The checkpoint paragraph:

       5000-TAKE-CHECKPOINT.
           ADD 1 TO WS-CHECKPOINT-COUNT
           SET RESTART-CHECKPOINTED TO TRUE

           EXEC SQL
             UPDATE RESTART_CONTROL
             SET    LAST_KEY_VALUE  = :WS-RESTART-KEY,
                    RECORDS_READ    = :WS-RESTART-REC-READ,
                    RECORDS_WRITTEN = :WS-RESTART-REC-WRIT,
                    RECORDS_UPDATED = :WS-RESTART-REC-UPD,
                    RECORDS_ERROR   = :WS-RESTART-REC-ERR,
                    CHECKPOINT_TS   = CURRENT TIMESTAMP,
                    RUN_STATUS      = 'C',
                    ACCUM_AMOUNT_1  = :WS-RESTART-ACCUM-1,
                    ACCUM_AMOUNT_2  = :WS-RESTART-ACCUM-2,
                    ACCUM_AMOUNT_3  = :WS-RESTART-ACCUM-3
             WHERE  PROGRAM_NAME = :WS-RESTART-PROGRAM
               AND  JOB_NAME     = :WS-RESTART-JOB
               AND  STEP_NAME    = :WS-RESTART-STEP
           END-EXEC

           IF SQLCODE NOT = 0
             DISPLAY 'CHECKPOINT UPDATE FAILED, SQLCODE='
                     SQLCODE
             MOVE 16 TO WS-RETURN-CODE
             PERFORM 9000-ABEND-HANDLER
           END-IF

           EXEC SQL COMMIT END-EXEC

           DISPLAY 'CHECKPOINT #' WS-CHECKPOINT-COUNT
                   ' AT KEY: ' WS-RESTART-KEY
                   ' RECORDS: ' WS-RESTART-REC-READ
           MOVE ZERO TO WS-RECORDS-SINCE-CMT
           .

The Critical Atomicity Requirement

Notice that the restart table UPDATE and the COMMIT happen together. The business data updates and the restart table update are all part of the same unit of recovery. This is not optional — it is the fundamental guarantee that makes checkpoint/restart work.

If you update the restart table in a separate commit from the business data, you create a window where the restart table says "I processed up to record 500,000" but DB2 has only committed changes through record 495,000. On restart, you'd skip 5,000 records. Or worse: the restart table commit succeeds but the business data commit fails, and you skip records that were never processed.

⚠️ Critical Rule: The restart table update and the business data updates MUST be committed in the same COMMIT. They must be in the same unit of recovery. This is non-negotiable.

Retrieving Job and Step Names

Your program needs to know its own job name and step name to use as keys in the restart table. In COBOL running under DB2, you can retrieve these from the JCL environment:

       2050-GET-JOB-INFO.
           ACCEPT WS-RESTART-JOB FROM JOB-NAME
           ACCEPT WS-RESTART-STEP FROM STEP-NAME
           .

Some shops use a utility call or LE callable service instead. The point is: get the values dynamically, don't hardcode them. The same program may run in different jobs with different step names.
----
_Exercise details_
Update the checkpoint text by writing out everything from "If you update" down to "This is non-negotiable." with "restart table" replaced by "checkpoint table".

_Data_
----
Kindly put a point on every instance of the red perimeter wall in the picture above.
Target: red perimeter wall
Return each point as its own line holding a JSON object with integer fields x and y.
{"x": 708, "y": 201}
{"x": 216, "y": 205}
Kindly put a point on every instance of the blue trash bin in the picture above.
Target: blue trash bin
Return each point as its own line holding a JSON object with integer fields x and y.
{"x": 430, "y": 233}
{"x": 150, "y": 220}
----
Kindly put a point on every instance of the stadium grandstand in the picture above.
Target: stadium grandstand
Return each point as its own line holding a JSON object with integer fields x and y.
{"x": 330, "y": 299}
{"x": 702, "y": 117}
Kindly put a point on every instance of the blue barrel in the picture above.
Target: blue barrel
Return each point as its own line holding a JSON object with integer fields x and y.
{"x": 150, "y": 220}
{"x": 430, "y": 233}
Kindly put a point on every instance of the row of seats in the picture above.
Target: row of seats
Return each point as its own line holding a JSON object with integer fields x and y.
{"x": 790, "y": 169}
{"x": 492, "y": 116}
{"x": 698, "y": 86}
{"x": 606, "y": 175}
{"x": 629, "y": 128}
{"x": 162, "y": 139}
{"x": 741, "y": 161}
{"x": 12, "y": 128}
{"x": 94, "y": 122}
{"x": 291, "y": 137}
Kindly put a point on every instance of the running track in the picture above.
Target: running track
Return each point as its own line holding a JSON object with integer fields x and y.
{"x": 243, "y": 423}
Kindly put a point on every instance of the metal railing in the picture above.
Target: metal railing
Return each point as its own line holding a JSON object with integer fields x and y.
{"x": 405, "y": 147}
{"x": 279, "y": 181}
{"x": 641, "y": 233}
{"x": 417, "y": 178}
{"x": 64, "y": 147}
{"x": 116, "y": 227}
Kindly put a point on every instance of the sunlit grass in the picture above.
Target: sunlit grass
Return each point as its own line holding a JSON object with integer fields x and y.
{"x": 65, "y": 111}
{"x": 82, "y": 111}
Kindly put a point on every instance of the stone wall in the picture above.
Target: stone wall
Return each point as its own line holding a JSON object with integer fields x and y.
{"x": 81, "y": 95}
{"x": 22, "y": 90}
----
_Output for this exercise_
If you update the checkpoint table in a separate commit from the business data, you create a window where the checkpoint table says "I processed up to record 500,000" but DB2 has only committed changes through record 495,000. On restart, you'd skip 5,000 records. Or worse: the checkpoint table commit succeeds but the business data commit fails, and you skip records that were never processed.

⚠️ Critical Rule: The checkpoint table update and the business data updates MUST be committed in the same COMMIT. They must be in the same unit of recovery. This is non-negotiable.